## Start

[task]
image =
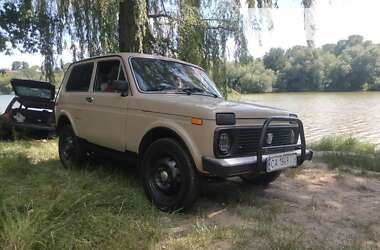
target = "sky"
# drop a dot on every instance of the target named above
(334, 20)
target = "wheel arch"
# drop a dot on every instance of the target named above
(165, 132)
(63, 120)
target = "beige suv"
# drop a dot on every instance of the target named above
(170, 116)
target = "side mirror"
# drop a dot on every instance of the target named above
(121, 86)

## End
## Start

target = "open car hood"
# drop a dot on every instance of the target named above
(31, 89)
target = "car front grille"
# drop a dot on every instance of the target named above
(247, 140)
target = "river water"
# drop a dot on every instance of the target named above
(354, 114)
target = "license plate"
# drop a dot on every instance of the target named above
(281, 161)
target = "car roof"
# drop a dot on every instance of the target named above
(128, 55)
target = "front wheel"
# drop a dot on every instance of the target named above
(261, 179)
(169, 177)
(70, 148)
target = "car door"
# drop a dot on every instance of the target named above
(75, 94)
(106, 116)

## End
## Start

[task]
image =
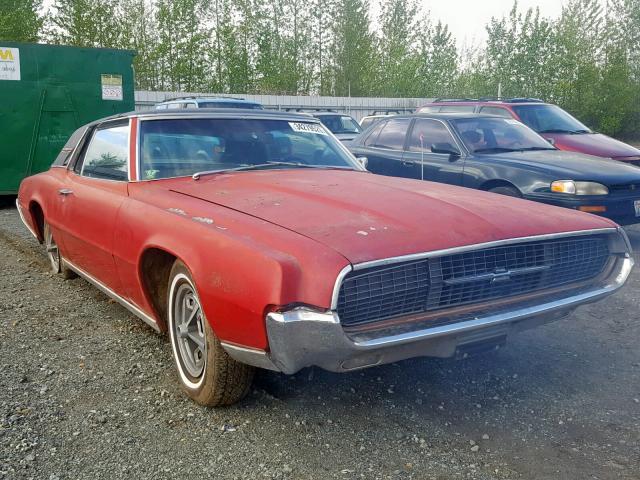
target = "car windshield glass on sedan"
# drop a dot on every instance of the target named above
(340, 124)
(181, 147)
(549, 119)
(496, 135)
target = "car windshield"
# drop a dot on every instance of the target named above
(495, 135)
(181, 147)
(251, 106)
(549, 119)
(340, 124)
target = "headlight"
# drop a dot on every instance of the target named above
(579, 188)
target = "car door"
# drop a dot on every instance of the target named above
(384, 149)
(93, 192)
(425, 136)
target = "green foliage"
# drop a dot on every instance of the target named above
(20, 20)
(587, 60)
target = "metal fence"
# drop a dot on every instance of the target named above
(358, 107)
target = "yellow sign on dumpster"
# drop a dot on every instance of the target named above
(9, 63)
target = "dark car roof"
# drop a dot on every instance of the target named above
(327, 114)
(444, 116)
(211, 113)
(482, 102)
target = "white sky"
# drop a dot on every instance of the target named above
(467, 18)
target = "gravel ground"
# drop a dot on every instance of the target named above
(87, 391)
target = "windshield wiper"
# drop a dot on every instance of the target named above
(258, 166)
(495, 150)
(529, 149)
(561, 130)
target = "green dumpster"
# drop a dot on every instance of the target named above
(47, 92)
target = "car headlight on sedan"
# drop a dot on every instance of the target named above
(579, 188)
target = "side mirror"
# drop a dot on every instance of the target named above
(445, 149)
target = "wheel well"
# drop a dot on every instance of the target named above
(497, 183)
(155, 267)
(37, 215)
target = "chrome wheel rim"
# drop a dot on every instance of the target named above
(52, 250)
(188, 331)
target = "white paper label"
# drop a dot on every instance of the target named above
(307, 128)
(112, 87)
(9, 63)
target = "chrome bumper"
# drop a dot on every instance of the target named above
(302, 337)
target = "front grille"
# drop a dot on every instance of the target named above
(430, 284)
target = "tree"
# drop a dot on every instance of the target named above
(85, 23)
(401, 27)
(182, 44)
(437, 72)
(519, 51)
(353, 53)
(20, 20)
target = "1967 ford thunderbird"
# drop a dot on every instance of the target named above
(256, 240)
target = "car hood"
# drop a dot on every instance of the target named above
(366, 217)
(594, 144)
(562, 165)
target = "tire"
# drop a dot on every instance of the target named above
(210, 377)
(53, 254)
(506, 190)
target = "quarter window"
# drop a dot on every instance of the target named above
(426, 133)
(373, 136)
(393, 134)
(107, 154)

## End

TO BE DONE:
Select every line of the listing that contains the string "front", treating uppercase and lowercase letters as different.

RESULT BELOW:
target = "car front grille"
target = "front wheel"
target = "front grille"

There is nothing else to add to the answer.